Begin Listed entries

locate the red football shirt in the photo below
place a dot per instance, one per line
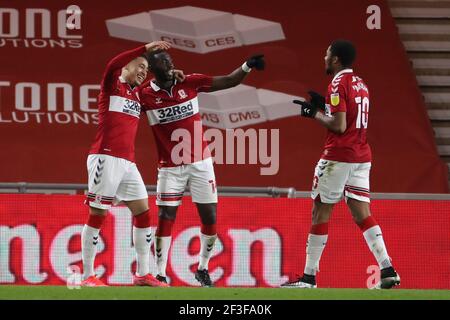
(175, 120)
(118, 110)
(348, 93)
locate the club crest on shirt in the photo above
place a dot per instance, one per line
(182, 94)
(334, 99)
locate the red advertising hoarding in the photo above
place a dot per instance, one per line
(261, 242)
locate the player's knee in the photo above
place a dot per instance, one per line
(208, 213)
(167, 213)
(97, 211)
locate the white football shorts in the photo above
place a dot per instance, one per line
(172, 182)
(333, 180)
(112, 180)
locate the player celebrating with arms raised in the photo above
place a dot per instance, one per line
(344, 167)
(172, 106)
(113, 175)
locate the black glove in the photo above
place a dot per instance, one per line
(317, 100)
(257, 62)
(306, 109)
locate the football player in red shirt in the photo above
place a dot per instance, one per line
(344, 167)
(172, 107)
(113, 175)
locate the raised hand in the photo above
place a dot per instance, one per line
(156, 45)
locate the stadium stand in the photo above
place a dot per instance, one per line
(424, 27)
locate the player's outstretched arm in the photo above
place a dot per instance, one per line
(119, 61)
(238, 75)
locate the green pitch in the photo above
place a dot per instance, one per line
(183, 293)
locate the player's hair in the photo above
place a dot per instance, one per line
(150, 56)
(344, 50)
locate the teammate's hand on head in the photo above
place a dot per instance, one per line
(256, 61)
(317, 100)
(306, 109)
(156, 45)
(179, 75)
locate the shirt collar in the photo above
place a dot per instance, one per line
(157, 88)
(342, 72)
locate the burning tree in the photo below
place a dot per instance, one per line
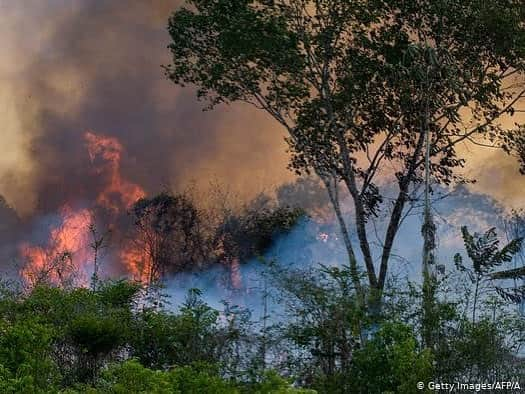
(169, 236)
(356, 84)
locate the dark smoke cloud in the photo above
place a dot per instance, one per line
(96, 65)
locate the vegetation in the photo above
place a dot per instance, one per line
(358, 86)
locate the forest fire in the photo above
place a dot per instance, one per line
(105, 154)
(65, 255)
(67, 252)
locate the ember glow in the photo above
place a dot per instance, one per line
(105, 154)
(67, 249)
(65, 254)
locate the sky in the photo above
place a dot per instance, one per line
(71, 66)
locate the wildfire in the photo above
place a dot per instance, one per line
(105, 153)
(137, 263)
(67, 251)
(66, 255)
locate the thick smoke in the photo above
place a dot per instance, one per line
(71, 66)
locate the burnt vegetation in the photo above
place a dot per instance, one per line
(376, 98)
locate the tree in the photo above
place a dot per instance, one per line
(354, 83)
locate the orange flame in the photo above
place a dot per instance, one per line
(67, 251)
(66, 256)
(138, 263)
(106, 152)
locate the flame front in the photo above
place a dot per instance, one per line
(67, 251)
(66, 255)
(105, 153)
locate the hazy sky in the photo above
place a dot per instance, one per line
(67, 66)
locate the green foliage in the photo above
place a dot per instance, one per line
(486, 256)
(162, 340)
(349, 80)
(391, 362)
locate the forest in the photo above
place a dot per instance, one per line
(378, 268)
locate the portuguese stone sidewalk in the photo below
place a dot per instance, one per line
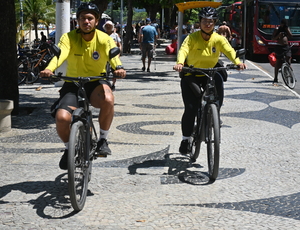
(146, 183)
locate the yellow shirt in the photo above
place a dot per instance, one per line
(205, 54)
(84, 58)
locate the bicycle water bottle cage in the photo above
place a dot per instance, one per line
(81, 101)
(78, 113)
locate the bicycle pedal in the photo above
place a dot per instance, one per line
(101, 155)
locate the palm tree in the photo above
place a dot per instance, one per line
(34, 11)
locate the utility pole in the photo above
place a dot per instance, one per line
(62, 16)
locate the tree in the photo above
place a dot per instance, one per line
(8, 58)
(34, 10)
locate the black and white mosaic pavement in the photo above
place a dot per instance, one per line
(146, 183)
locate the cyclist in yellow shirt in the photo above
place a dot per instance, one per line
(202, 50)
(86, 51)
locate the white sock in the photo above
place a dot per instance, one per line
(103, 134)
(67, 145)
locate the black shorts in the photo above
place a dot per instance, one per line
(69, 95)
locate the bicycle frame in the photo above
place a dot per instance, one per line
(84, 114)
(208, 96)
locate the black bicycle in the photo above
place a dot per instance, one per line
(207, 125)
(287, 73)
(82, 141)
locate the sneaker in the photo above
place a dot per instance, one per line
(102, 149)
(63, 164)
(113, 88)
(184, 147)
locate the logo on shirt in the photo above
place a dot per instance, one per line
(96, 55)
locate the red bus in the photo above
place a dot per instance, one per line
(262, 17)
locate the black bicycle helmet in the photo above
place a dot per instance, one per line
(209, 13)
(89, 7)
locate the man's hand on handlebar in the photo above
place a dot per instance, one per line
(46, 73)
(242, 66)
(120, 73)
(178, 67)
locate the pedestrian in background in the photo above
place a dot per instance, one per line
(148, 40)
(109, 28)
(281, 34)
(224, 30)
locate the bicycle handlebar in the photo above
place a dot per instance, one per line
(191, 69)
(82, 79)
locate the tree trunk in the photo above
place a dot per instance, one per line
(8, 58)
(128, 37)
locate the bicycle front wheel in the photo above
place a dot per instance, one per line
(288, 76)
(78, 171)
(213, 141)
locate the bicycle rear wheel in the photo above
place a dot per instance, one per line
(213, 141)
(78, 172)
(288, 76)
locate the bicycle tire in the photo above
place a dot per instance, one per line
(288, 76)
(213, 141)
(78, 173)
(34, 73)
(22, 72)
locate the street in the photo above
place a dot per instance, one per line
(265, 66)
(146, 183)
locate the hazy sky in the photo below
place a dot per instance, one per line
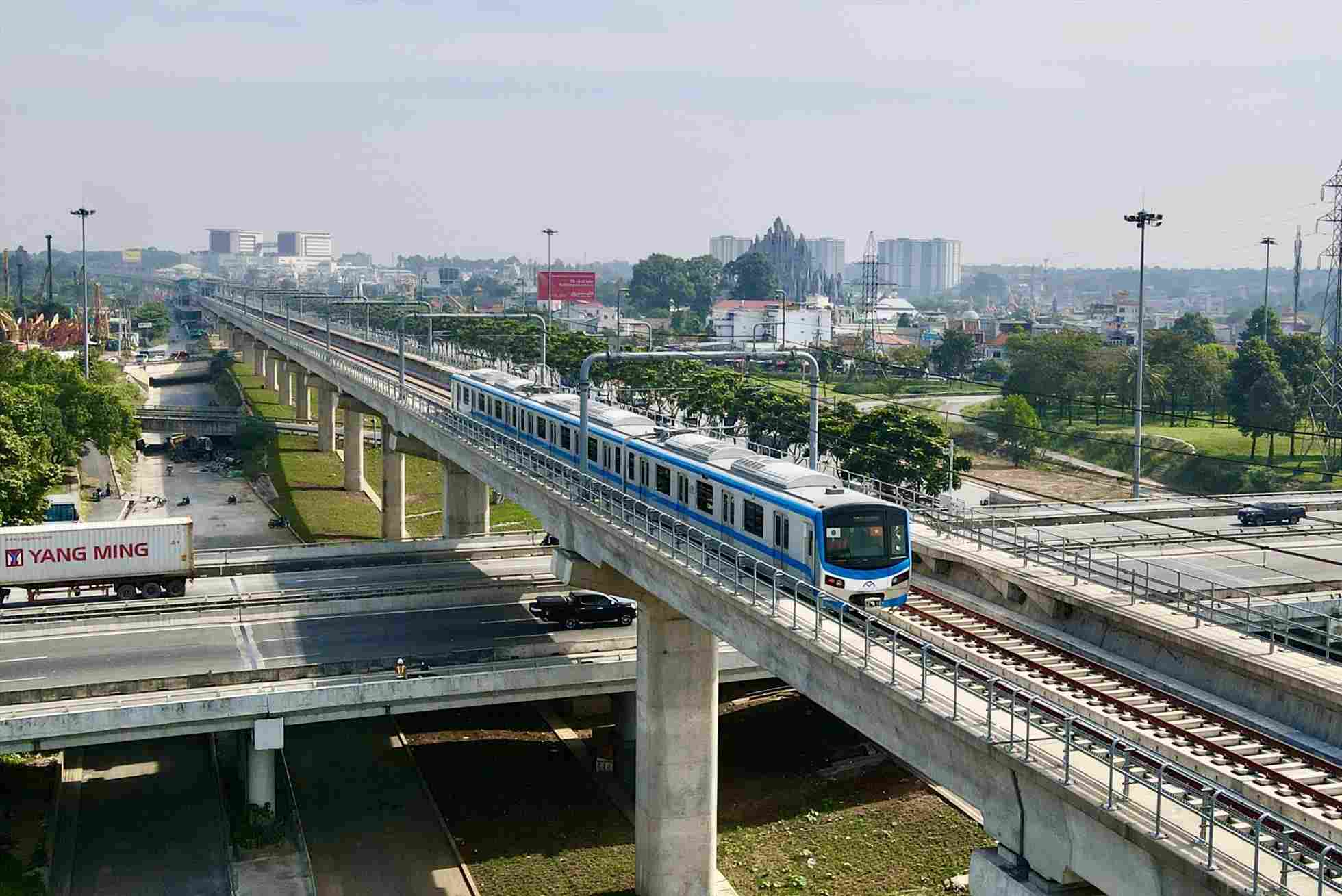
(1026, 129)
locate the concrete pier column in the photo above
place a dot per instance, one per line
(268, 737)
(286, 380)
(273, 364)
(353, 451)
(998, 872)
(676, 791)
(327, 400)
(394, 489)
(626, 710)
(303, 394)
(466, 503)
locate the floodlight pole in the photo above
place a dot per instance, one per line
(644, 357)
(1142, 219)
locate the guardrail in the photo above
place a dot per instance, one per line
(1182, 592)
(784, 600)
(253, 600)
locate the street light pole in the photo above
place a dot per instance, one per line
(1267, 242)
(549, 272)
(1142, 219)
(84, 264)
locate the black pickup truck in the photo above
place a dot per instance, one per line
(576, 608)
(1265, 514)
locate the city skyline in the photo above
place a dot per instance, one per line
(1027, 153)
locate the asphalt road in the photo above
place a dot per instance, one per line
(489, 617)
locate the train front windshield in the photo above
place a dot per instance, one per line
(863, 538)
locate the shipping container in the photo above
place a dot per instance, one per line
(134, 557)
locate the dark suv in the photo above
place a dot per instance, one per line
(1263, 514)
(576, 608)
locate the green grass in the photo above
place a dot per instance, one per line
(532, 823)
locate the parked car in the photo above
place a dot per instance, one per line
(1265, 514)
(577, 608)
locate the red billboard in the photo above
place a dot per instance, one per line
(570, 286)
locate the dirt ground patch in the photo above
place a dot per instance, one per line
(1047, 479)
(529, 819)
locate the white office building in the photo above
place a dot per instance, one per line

End Listed entries

Copy out every one of the records above, word for word and line for line, leaving out the pictures.

locate the red football shirt in the photo below
place a dot per instance, one per line
(175, 120)
(118, 110)
(348, 93)
locate the club crest on shirt in the photo above
place a dot per instance, one per line
(182, 94)
(334, 99)
locate the red advertising hoarding in the photo above
place a dot per instance, one per line
(261, 242)
locate the player's knee in the photo above
place a dot per instance, one per line
(208, 213)
(167, 213)
(97, 211)
locate the white football shorts in the photo above
place a dot per instance, one per line
(172, 182)
(333, 180)
(112, 180)
locate the player celebrating with arms raised in the photo above
place a dot per instance, one per line
(344, 167)
(172, 106)
(113, 175)
locate the black glove in the photo above
place a dot per instance, one per line
(317, 100)
(257, 62)
(306, 109)
locate the football player in red shirt in the photo above
place a dot per instance, one per line
(344, 167)
(172, 107)
(113, 175)
locate the raised hand in the photo above
place a dot per instance, one per line
(156, 45)
locate the stadium stand in the photo above
place a dot per instance, one per line
(424, 27)
locate the player's outstretched arm in the photo above
place a dot per instance, one per line
(119, 61)
(238, 75)
locate the green pitch in the photo above
place a dot per instance, one per line
(183, 293)
locate the player's hair in the photo above
place a dot per instance, one per line
(150, 56)
(344, 50)
locate the teammate's hand on head in the photo above
place a dot per instance, one per line
(256, 61)
(317, 100)
(306, 109)
(156, 45)
(179, 75)
locate the shirt collar in the photo above
place a dot per instance, one per line
(157, 88)
(342, 72)
locate the burning tree in the photo below
place a dot per instance, one per line
(169, 236)
(356, 84)
locate the dark smoke cloud in the photo above
place a dot per instance, one per line
(96, 65)
locate the vegetation in the photo above
place a dot per instance, one per line
(358, 86)
locate the forest fire in the photo above
place a dot per instance, one per line
(105, 154)
(65, 255)
(67, 252)
locate the ember glow in the photo above
place a dot per instance, one per line
(105, 154)
(67, 249)
(65, 254)
locate the sky in the photo above
place a dot per instance, one per line
(71, 66)
locate the wildfire in the photo above
place a dot per instance, one per line
(105, 153)
(137, 263)
(67, 251)
(66, 255)
locate the thick smoke in the photo above
place a dot per instance, one per line
(71, 66)
locate the burnt vegetation in the photo above
place a dot per instance, one per line
(376, 98)
locate the tree in the photo above
place a dot per instance, one per line
(354, 83)
locate the orange flame in the photo above
place a dot per instance, one per line
(67, 251)
(66, 256)
(138, 263)
(106, 152)
locate the flame front in the photo above
place a dot per instance, one per line
(67, 251)
(66, 255)
(105, 153)
locate the hazy sky in the photo above
place a dot per instance, one per line
(67, 66)
locate the green foliage in the photo above
place a dot per instance, one per line
(486, 256)
(162, 340)
(349, 80)
(391, 362)
locate the forest in the photo above
place a dot per instance, one per line
(378, 268)
locate the portuguese stone sidewalk in the photo below
place a dot per instance, one per line
(146, 183)
locate the yellow shirt in the photo above
place a dot per instance, one per line
(205, 54)
(84, 58)
locate the bicycle water bottle cage in the photo above
place a dot per instance, one per line
(81, 101)
(78, 113)
locate the bicycle pedal in the photo above
place a dot per instance, one per line
(101, 155)
locate the palm tree in the photo above
place a dot per instance, one per line
(34, 11)
locate the utility pole in the photo above
place a dot per instance, one per line
(62, 16)
locate the tree in the photo above
place a dot per instance, one per line
(8, 58)
(34, 10)
locate the black and white mosaic pavement in the photo above
place a dot per instance, one per line
(146, 183)
locate the cyclist in yellow shirt in the photo above
place a dot per instance, one per line
(202, 50)
(86, 51)
locate the white sock in the photo above
place a dot per instance, one per line
(103, 134)
(67, 145)
locate the black shorts in the photo above
place a dot per instance, one per line
(69, 95)
locate the bicycle frame in the photo above
place a dot per instance, one per line
(84, 114)
(208, 96)
locate the black bicycle in the photo above
place a dot per instance, one per line
(207, 125)
(287, 73)
(82, 141)
locate the sneaker in the photo above
place a dot per instance, one per line
(102, 149)
(63, 164)
(113, 88)
(184, 147)
locate the logo on shirt in the photo above
place a dot per instance, one per line
(96, 55)
locate the red bus in the photo above
place a dot per instance, one per line
(262, 17)
locate the black bicycle helmet in the photo above
place a dot per instance, one per line
(209, 13)
(89, 7)
locate the man's hand on handlebar in the photo above
place a dot per instance, one per line
(46, 73)
(242, 66)
(120, 73)
(178, 67)
locate the pedestrian in background in the photo above
place a dot per instance, one per line
(148, 40)
(109, 28)
(281, 34)
(224, 30)
locate the bicycle handlebar in the photo above
place a dot per instance, one per line
(191, 69)
(82, 79)
locate the tree trunk in the photo above
place a dot per instance, one per line
(8, 58)
(128, 37)
locate the bicycle front wheel in the photo above
place a dot per instance, one per line
(288, 76)
(78, 171)
(213, 141)
locate the bicycle rear wheel in the photo above
place a dot per instance, one per line
(213, 141)
(78, 172)
(288, 76)
locate the bicycle tire in the photo above
place a dot per instance, one per line
(288, 76)
(213, 141)
(78, 173)
(34, 73)
(22, 72)
locate the street in the photo above
place a dot per instance, one per line
(265, 66)
(146, 183)
locate the hazy sky in the photo below
place a dot per instance, one per line
(1026, 129)
locate the concrete pier column in the photo above
place a dot per instance, one per line
(268, 737)
(286, 380)
(273, 364)
(353, 451)
(998, 872)
(676, 791)
(327, 400)
(394, 489)
(626, 710)
(303, 394)
(466, 503)
locate the floodlight pole in the photo above
place a dot per instance, one per line
(644, 357)
(1142, 219)
locate the guardrail in the photo above
place a dot per instance, one per line
(1182, 592)
(784, 600)
(253, 600)
locate the street light pole in the photo above
place a dot per instance, one per line
(1267, 242)
(549, 272)
(1142, 219)
(84, 264)
locate the black pickup truck in the photo above
place a dot per instance, one per line
(576, 608)
(1265, 514)
locate the city skyline in the photo above
place a dot per instance, one per line
(1027, 153)
locate the asphalt road in the photo above
place a dot per instance, one per line
(489, 617)
locate the train front windshield in the photo above
place a dot per instance, one per line
(863, 538)
locate the shipping container in the photo above
place a dot per instance, one per line
(134, 557)
locate the dark suv in the photo above
place a dot per instance, one per line
(1263, 514)
(576, 608)
locate the green grass in the photo above
place a dot per instance, one per line
(532, 823)
locate the parked car in the photo above
place a dot per instance, one per line
(1265, 514)
(577, 608)
locate the red billboard in the photo above
place a dot per instance, one per line
(570, 286)
locate the dirt ground patch in the photo above
place a dot per instance, one per line
(1047, 479)
(529, 819)
locate the white office building in the photo above
place a dot per instance, one per line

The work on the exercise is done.